_HOW TO COMPLETE THIS TASK:_
According to the comment below about Matrix and XMPP, how many public XMPP servers are there?

_EXCERPTED PASSAGE:_
○ ○ ○ ○ ○

Today messaging is much more established. So the matrix team has many more examples of features that are in common use and how other people designed user interfaces.

So it may be harder for Google to win through engineering. They may just break other matrix clients on android.

XMPP was not really extended by Google in any way that mattered. Their federation hardly even worked even in the beginning.

XMPP has hardly been extinguished. There are something like 8 server implementations and zillions of client implementations. With OMEMO and Let's Encrypt it has has actually undergone a sort of resurgence lately. There are 100+ public XMPP servers out there. Matrix could only hope to be so extinguished...

So I am not really sure how you could EEE Matrix even if you wanted to do so for some reason. Something like this is hard to extinguish. If the network of servers was functional before it would still be functional after some entity pulled their server. Decentralization is sort of the point here.

My experience with Matrix compared to XMPP, is that Matrix is way ahead in usabiliy. I wanted to get people to use XMPP for years, but I always found too much lacking.

○ ○ ○ ○ ○

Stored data
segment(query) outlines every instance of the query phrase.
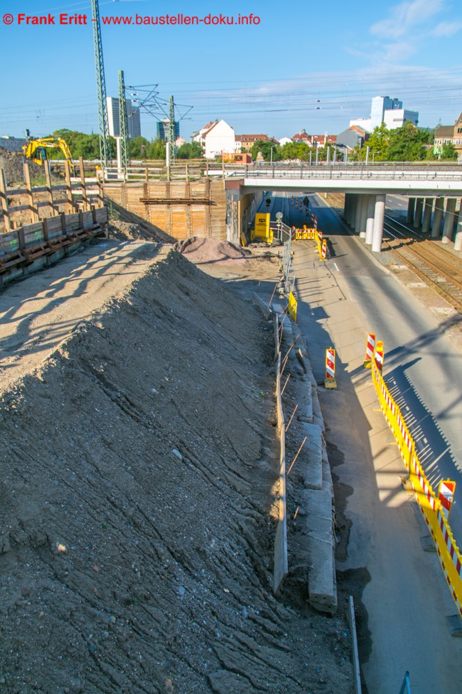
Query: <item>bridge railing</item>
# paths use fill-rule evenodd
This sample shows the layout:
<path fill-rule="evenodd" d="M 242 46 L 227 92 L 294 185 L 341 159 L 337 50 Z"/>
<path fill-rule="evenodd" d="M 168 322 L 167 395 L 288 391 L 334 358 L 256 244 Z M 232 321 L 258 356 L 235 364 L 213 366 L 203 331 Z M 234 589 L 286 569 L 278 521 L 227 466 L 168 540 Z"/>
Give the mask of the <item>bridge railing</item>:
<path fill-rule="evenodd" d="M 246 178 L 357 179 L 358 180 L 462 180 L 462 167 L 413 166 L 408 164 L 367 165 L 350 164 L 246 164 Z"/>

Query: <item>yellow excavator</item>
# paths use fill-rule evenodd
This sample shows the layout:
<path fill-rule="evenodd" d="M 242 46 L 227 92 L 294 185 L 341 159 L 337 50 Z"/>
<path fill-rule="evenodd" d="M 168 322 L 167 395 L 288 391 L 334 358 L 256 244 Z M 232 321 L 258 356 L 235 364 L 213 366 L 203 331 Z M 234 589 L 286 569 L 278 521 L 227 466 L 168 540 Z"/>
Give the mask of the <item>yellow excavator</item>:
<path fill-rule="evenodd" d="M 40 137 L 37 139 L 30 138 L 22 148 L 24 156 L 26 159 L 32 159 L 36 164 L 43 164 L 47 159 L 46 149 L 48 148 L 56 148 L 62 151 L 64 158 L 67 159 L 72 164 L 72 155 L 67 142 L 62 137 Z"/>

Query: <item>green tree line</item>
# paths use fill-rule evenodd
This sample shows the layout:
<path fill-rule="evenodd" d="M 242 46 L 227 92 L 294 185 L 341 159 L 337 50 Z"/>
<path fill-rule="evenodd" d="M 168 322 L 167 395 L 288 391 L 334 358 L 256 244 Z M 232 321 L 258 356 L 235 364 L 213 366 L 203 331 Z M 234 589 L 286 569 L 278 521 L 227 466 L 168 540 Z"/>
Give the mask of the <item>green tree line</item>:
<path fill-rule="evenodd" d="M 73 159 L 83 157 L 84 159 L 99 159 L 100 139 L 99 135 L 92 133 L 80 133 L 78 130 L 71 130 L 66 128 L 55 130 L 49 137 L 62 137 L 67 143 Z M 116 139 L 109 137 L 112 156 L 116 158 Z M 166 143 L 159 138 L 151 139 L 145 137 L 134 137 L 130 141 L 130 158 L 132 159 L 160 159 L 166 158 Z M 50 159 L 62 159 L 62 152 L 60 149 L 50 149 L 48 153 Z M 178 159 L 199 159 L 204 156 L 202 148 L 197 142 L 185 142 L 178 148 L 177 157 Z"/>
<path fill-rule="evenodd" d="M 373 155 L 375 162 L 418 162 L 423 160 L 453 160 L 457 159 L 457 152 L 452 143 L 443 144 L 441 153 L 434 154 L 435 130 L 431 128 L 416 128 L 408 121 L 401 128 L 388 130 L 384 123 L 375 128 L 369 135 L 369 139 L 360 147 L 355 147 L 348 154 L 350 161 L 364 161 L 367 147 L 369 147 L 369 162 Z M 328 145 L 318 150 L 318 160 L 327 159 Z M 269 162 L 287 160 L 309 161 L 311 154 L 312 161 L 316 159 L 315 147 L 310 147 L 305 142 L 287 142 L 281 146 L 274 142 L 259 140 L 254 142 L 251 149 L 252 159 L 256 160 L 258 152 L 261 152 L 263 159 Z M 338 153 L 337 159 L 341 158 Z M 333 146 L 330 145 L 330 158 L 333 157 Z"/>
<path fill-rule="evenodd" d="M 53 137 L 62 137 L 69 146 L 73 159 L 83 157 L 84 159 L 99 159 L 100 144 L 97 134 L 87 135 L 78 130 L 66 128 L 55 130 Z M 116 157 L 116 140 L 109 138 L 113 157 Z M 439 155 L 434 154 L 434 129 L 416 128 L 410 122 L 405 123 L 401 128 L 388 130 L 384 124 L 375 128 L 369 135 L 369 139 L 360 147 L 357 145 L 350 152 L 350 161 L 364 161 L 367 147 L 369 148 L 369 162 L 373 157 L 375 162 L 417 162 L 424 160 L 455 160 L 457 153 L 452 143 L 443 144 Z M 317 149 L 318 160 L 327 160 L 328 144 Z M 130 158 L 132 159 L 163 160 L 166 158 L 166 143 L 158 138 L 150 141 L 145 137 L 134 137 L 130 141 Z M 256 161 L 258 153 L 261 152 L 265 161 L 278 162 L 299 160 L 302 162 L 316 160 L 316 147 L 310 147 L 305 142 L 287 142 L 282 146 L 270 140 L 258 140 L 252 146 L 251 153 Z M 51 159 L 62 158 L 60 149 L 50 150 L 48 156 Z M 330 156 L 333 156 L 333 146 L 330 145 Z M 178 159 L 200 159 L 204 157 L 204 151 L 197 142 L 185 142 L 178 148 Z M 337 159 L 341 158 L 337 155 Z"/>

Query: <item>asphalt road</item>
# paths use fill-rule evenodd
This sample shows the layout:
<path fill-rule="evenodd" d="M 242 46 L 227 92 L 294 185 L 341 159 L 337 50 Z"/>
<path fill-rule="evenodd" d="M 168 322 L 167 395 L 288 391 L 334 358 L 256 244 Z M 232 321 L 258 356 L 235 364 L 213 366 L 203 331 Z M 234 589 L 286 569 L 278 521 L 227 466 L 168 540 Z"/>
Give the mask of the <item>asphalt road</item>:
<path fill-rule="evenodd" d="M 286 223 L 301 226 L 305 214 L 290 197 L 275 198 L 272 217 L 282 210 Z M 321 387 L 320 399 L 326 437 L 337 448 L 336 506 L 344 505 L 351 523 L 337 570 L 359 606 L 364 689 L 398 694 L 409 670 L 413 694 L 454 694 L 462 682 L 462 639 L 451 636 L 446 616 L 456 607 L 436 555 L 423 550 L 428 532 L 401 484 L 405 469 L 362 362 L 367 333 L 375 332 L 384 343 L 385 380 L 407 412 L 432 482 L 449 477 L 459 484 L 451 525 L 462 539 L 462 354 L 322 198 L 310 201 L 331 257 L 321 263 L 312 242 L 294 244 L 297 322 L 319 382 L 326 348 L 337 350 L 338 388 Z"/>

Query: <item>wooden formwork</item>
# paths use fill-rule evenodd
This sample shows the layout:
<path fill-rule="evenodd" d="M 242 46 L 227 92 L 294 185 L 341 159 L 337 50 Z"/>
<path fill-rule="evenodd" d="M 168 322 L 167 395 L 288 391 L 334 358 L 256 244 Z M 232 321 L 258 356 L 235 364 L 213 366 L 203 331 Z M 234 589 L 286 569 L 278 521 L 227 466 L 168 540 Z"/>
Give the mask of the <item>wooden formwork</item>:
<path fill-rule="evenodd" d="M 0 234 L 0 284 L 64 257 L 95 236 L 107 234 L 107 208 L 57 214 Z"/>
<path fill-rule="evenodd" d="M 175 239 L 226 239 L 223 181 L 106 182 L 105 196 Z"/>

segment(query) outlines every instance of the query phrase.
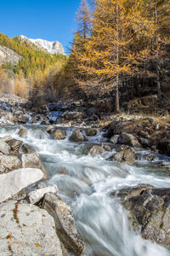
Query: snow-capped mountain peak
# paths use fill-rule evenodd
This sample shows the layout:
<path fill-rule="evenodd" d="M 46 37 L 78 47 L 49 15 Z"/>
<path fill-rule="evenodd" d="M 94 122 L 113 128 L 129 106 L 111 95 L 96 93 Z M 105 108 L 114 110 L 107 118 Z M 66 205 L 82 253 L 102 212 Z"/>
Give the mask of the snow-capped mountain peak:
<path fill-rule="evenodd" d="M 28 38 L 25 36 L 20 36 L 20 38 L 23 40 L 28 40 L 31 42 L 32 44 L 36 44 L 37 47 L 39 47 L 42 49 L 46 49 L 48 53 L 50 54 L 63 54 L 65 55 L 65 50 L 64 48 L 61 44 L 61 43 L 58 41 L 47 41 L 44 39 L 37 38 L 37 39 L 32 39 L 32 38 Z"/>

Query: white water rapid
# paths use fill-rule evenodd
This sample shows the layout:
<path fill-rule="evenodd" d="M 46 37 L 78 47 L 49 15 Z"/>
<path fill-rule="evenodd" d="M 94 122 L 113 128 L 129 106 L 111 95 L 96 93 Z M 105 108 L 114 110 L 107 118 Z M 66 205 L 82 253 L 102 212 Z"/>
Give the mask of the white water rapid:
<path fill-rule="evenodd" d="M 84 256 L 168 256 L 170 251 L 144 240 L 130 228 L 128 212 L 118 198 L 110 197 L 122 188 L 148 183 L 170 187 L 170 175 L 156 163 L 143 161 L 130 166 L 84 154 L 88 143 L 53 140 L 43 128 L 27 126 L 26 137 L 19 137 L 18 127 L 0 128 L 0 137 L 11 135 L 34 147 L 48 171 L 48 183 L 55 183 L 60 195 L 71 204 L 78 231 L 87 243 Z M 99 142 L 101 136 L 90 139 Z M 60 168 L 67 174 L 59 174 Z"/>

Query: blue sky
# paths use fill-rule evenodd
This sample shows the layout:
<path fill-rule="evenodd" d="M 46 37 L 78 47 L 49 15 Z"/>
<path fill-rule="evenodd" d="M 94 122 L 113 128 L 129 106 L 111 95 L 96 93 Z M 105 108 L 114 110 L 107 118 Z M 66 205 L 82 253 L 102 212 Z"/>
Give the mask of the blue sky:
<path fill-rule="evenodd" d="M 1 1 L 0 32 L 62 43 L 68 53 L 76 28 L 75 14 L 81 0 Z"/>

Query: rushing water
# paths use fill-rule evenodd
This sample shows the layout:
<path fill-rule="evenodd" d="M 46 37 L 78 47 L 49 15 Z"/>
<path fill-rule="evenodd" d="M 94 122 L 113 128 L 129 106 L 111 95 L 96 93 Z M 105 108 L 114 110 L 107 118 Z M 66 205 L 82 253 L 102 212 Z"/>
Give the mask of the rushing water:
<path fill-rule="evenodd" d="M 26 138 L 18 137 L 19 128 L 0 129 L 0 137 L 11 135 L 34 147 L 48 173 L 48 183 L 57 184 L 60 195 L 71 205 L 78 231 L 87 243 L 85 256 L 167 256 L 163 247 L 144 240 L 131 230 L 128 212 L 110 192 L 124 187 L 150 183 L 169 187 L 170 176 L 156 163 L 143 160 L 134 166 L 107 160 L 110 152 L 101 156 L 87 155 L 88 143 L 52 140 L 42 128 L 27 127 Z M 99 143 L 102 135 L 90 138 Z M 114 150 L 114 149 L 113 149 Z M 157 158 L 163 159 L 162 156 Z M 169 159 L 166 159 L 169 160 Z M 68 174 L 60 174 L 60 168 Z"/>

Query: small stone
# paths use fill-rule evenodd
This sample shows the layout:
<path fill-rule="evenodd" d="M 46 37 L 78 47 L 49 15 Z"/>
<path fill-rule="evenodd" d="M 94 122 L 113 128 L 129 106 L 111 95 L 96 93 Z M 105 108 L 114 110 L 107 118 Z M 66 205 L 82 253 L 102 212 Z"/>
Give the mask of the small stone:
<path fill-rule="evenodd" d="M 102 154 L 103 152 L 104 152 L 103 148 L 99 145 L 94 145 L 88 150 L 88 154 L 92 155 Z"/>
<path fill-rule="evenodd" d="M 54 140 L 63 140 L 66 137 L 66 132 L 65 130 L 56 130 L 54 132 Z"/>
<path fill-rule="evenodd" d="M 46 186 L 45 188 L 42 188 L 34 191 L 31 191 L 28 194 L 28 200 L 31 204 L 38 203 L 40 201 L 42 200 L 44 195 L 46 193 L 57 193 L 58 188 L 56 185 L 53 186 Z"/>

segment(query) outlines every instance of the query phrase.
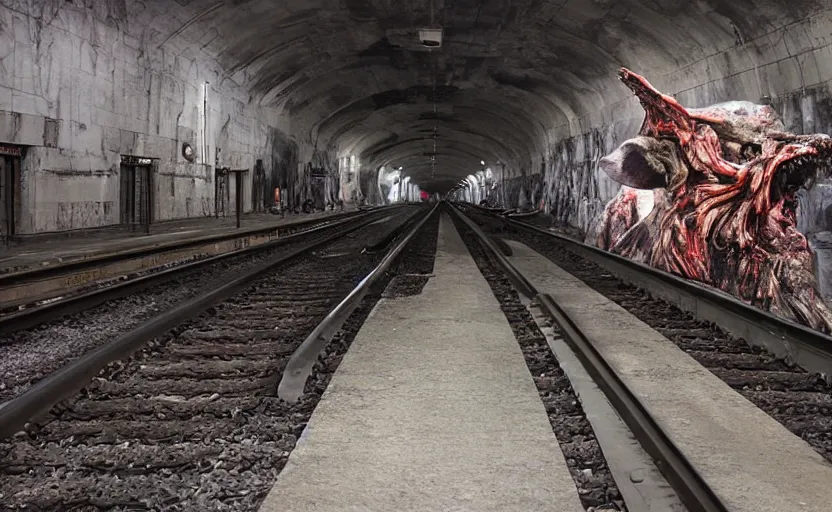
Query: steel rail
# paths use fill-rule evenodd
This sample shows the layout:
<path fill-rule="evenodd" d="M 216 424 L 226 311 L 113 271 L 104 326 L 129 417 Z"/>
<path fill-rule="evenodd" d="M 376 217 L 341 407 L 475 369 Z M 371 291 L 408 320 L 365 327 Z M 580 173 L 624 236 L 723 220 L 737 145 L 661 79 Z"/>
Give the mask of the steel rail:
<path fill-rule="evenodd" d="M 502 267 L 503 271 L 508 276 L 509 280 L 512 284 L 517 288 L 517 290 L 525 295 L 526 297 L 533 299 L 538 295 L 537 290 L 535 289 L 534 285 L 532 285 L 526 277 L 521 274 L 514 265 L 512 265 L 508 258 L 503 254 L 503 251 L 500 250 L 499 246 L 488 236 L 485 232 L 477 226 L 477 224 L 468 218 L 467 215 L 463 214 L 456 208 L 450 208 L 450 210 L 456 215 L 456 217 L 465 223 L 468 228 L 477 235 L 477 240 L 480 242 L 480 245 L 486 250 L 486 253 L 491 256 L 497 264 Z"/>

○ ○ ○ ○ ○

_ANSWER TO THIS TASK:_
More than 100.